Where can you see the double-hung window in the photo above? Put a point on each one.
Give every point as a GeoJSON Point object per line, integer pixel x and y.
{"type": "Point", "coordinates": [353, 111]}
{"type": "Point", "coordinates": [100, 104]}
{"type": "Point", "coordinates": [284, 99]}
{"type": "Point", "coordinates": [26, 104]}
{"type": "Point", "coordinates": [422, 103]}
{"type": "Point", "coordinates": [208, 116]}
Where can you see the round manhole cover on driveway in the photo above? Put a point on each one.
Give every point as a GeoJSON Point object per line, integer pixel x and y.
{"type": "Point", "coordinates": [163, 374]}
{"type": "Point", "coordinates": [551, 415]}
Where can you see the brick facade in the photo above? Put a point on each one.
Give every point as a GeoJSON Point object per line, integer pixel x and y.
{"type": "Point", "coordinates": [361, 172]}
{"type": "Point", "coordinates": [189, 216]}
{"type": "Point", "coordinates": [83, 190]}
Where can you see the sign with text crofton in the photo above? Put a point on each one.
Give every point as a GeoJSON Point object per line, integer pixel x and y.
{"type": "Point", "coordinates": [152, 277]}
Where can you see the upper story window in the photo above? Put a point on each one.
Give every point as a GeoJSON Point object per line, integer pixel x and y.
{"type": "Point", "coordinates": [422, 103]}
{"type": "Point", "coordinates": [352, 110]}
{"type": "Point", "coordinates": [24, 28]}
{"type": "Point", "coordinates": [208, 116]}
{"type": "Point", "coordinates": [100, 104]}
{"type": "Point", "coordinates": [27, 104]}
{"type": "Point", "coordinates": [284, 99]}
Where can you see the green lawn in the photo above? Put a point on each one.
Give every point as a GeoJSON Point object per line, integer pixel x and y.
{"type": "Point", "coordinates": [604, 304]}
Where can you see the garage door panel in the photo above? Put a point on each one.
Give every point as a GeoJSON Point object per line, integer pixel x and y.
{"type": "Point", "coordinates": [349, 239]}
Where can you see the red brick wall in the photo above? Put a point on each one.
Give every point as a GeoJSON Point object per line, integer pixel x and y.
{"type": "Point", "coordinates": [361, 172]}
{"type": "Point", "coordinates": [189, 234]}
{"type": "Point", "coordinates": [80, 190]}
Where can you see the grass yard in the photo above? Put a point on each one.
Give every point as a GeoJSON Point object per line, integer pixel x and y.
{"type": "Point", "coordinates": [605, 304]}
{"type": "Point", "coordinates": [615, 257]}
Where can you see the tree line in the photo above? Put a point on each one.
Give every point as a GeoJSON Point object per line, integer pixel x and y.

★ ★ ★ ★ ★

• What you have to do: The required output is a copy of each line in the records where the string "brick" occurs.

• Answer box:
Where can you see the brick facade in the photo above? Put a point on each one.
Where can you see the red brick wall in the photo above? Put a point on each one.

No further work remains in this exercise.